DOCUMENT SEGMENT
--- START ---

Audio Segmentation for Audio‑based Respiratory Anomaly Detection

We breathe as we live, and the breathing sound can offer much information on our health, more specifically on our respiratory condition. Even before COVID-19, research has been done to use breathing sounds to detect illnesses and anomalies in the human respiratory system, which can be very useful for the elderly, infants, and anyone with a compromised ability to convey discomfort. However, traditional anomaly detection systems require sampling and running detection algorithms on the audio samples, which can potentially lead to inaccuracy and inefficiency. Instead, through segmentation into breathing cycles, the breathing audio can be fed into the anomaly detection algorithm in an event-driven approach with a greater focus on the audio.

--- END ---

SUPPLIED ENTRIES
--- START ---

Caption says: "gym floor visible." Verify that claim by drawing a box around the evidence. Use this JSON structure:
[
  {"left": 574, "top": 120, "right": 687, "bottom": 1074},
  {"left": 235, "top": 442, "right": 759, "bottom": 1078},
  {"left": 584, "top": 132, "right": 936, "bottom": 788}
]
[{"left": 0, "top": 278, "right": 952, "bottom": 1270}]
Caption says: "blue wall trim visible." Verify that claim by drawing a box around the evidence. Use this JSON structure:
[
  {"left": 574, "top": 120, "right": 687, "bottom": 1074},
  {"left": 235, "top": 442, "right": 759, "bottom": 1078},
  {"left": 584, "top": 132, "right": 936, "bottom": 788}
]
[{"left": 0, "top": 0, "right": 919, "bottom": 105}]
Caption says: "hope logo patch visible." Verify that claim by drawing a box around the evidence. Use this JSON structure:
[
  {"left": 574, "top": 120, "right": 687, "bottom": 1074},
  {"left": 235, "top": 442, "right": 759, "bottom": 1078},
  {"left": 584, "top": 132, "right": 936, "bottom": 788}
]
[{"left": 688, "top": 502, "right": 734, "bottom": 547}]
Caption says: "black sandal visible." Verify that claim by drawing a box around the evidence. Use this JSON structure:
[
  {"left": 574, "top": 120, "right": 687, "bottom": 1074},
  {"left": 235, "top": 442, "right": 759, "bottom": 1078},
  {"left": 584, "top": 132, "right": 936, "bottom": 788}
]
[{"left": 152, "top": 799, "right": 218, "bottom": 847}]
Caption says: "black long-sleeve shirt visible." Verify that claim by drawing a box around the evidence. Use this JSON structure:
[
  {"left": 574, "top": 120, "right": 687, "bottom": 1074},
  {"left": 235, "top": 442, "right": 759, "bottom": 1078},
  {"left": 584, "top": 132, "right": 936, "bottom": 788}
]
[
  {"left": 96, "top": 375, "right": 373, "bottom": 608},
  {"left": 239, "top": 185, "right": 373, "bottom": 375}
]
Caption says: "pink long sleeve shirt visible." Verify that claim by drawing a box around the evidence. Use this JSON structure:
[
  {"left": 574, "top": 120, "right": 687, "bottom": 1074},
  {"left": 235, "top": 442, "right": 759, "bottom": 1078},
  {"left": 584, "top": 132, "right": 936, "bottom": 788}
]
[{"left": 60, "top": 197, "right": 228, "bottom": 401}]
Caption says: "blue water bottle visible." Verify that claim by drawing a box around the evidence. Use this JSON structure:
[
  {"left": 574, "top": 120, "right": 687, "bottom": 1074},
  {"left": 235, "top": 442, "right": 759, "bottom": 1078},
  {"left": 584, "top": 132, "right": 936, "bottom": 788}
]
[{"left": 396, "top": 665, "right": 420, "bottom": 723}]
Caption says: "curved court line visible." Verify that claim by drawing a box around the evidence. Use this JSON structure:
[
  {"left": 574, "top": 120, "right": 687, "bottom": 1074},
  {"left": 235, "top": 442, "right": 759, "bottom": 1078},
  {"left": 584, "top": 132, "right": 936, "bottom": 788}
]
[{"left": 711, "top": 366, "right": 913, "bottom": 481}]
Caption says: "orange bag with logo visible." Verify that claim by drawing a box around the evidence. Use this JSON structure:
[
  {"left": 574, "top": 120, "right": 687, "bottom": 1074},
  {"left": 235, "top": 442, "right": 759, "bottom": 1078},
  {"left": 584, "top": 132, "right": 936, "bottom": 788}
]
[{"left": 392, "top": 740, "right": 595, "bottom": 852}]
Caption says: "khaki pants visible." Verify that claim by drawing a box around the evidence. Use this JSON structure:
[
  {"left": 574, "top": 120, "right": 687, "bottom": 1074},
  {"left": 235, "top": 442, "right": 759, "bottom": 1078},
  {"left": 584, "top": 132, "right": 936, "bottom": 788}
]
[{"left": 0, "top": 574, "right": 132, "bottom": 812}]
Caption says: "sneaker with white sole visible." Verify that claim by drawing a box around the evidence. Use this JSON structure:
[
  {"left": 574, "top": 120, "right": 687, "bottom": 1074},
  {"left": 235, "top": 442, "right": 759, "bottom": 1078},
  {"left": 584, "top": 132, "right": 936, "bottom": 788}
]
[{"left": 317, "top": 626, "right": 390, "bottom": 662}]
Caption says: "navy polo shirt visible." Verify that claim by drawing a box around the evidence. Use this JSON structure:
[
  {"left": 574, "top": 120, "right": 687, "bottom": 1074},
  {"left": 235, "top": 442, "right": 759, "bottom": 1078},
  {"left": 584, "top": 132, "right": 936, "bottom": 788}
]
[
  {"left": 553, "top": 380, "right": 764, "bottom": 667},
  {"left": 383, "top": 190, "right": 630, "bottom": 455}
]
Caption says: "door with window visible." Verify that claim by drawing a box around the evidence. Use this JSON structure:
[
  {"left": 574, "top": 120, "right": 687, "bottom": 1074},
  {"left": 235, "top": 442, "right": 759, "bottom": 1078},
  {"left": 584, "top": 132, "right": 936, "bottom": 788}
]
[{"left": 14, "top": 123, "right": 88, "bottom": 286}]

--- END ---

QUESTIONS TO ANSWER
1. Decide whether each statement agrees with the breathing-sound segmentation passage. For each, answer yes or no and quote the words of the passage that settle it.
(a) Research on detecting respiratory illnesses from breathing sounds began only after COVID-19.
(b) Segmenting the audio into breathing cycles allows it to be fed to the anomaly detection algorithm in an event-driven approach.
(c) According to the passage, segmentation into breathing cycles is what can lead to inaccuracy and inefficiency.
2. Write the next part of the breathing-sound segmentation passage, starting after its final sentence.

ANSWERS BY ITEM NUMBER
1.
(a) No: "Even before COVID-19, research has been done to use breathing sounds to detect illnesses and anomalies in the human respiratory system"
(b) Yes: "through segmentation into breathing cycles, the breathing audio can be fed into the anomaly detection algorithm in an event-driven approach"
(c) No: "traditional anomaly detection systems require sampling and running detection algorithms on the audio samples, which can potentially lead to inaccuracy and inefficiency"

2.
This study was done under the supervision of Professor Arindam Basu and it involved exploring audio feature extraction techniques which can be used to better detect breathing cycles. While energy and frequency-based features such as Mel-cepstral coefficients (MFCC) and chromagram can be used for audio processing, this study found that spectral features such as root-mean-square and centroid can be sufficient for a simple, fast, and effective feature to detect the breathing cycles (inhalation and exhalation). This project was awarded the CY1400 research award, an award which is given to CN Yang Scholars who did excellent work in their CY1400 research module.

MFCC

Image above: MFCCs obtained from one of the breathing audio sample.

Spectral Centroid

Image above: Spectral centroid (red) which envelopes the audio signal (blue), with the breathing cycles boundaries located at the peak and troughs (red-dotted lines).